Problem details
In the passage on the pharmaceutical industry, what two measures will the legislation expected to pass in the coming months enable?

Document passage
In recent years there have been major changes in the industry – with the traditional players (Clonmel & Pinewood) becoming part of large international groups – and other large pharmaceutical companies (Sandoz, TEVA, Actavis) establishing a strong local presence. Increased competition invariably leads to lower prices.
It is expected that the legislation, enabling reference pricing and generic substitution, will be passed in the coming months. There will be a substantial swing to generics – but prices will be lower.
The pharma business has been described as ‘far more recession-proof than many other industries.’ To what extent do you agree with this sentiment?
I would be inclined to agree to an extent.
Drug expenditure per capita here in Ireland is usually close to the highest in Europe. Austerity measures here will mean that we must look at our own fiscal practices – and our Department of Health has to make savings in its drug bill. However, people will continue to get sick – and there is a fairly constant pipeline of new products being introduced.

Listed records
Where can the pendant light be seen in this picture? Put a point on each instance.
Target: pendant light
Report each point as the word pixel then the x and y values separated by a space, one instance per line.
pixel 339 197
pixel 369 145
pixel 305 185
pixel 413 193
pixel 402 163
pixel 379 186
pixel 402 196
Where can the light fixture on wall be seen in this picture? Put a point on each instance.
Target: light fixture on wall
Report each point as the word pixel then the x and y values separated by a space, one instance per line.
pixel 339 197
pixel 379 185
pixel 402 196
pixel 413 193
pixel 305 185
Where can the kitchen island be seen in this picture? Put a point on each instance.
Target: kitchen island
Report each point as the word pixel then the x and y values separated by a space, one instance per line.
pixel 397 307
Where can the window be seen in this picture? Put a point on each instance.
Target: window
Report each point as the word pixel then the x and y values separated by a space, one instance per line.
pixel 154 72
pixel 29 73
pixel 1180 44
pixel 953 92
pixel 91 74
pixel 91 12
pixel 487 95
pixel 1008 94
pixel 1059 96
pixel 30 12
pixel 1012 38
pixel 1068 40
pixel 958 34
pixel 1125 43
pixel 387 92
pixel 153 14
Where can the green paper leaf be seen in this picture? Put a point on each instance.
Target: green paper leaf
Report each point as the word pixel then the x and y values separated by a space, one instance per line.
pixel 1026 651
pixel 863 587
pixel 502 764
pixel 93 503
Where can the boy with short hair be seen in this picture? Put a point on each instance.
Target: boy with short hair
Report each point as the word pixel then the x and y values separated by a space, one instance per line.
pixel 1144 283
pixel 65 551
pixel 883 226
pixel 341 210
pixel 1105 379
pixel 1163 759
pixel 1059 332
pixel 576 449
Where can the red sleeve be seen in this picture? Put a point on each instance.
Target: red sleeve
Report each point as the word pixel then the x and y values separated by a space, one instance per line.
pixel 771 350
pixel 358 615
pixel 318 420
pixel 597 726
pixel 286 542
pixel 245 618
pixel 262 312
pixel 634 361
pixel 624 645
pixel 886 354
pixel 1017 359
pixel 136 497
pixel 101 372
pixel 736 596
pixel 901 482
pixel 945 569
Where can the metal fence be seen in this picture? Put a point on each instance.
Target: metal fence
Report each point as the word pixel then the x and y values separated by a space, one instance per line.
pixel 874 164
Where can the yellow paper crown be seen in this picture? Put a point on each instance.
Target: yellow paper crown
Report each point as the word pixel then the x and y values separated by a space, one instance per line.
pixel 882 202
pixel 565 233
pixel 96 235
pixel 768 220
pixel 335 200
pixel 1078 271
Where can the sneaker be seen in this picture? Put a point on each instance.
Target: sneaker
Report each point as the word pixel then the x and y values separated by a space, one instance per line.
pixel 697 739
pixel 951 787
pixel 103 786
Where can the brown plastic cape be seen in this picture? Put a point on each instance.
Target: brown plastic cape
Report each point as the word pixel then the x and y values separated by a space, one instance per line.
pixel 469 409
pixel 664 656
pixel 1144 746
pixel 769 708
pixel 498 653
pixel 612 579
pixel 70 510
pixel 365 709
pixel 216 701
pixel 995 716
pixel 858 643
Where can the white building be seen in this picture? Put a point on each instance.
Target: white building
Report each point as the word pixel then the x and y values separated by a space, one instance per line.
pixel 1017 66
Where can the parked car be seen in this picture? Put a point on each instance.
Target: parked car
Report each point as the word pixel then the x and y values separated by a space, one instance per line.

Response for this exercise
Reference pricing and generic substitution.